TASK PROMPT :: Copy exactly the stretch of data below from the line with "Target: blue sky" through the line with "Place a point on every instance of the park", including both of those lines.

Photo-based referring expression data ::
[Start of section]

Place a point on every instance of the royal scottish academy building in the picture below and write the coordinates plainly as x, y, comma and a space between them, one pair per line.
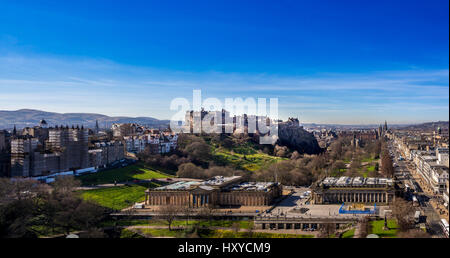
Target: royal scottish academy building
353, 190
216, 192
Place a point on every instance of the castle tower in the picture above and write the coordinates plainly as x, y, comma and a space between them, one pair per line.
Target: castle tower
43, 124
96, 127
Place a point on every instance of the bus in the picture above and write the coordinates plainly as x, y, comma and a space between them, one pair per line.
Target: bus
415, 201
444, 225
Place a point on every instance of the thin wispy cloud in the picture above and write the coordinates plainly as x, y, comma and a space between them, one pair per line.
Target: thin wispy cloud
103, 86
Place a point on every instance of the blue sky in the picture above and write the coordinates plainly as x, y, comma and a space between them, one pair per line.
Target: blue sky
346, 62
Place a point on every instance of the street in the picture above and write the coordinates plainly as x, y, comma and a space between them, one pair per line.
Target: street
405, 172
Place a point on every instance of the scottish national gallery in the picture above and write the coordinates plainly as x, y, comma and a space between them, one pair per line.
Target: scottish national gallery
353, 190
218, 191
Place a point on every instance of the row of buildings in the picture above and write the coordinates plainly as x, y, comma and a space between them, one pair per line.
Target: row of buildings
429, 152
42, 150
332, 190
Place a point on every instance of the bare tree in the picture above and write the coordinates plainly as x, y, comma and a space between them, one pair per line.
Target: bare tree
414, 233
327, 229
169, 213
403, 212
363, 228
65, 184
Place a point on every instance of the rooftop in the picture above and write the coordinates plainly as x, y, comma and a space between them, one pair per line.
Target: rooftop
355, 181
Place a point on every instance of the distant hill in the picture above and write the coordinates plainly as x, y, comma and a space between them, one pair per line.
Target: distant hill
430, 126
30, 117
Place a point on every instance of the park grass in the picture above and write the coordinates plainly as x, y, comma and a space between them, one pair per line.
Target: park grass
125, 174
376, 227
349, 233
182, 223
160, 232
118, 197
219, 233
125, 233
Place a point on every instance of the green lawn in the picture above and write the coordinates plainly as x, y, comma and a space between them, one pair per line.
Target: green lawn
217, 234
377, 228
118, 197
213, 223
349, 233
231, 234
125, 233
128, 173
249, 162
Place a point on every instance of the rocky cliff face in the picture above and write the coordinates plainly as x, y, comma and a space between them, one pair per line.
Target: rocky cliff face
295, 137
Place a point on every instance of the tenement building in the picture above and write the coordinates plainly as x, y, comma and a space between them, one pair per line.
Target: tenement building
218, 191
353, 190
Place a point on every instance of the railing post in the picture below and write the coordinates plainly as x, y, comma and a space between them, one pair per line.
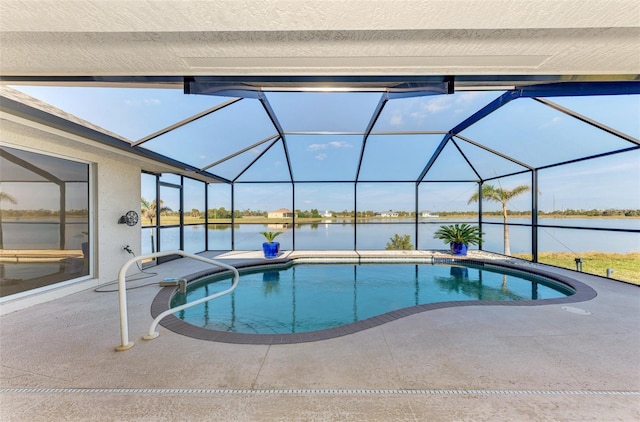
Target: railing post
125, 344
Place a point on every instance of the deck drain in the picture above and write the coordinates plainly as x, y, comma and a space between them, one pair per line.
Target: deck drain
576, 310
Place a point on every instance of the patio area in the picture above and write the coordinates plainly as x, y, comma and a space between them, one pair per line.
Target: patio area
548, 362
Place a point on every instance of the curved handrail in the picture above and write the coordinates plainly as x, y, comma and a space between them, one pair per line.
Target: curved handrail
122, 293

[End of section]

EXERCISE RESULT ::
Target: blue sky
346, 62
Place a point on every instance of the street in the picture above and write the coordinates plainly as x, y, comma and a space between them, one pair per line.
Target: street
405, 172
Place a point on every instance of the scottish national gallery in the picture above and write the coordinates plainly as x, y, comma and a space between them, one pair per line.
Target: scottish national gallery
353, 190
218, 191
Place a point on every instance of the row of buildings in the picture above and write the coordinates plainly as x, y, comma and a space between them, one pair per line.
Target: row of buildings
429, 152
42, 150
332, 190
Place a point on every instance of the bare tree in the picture above and write the coordinates plainly as x, y, comma and a space between them, one pair per line.
Target: bare tree
414, 233
327, 229
169, 213
403, 212
363, 228
65, 184
Place a point on every instance of the rooftop in the picture above and write the coordinates plainly as x, y, comma and a space between them, one pair per line.
Target: rooftop
355, 181
Place a point on every instance of the distant hill in the picture above and write the coordinates plainly as x, y, comma and a space between them, one pair per line.
Target: distant hill
430, 126
30, 117
Place a point on every instance of the park grass in the picture above and write the coordinates plainly as x, y, comma and a space between them, one pair per line.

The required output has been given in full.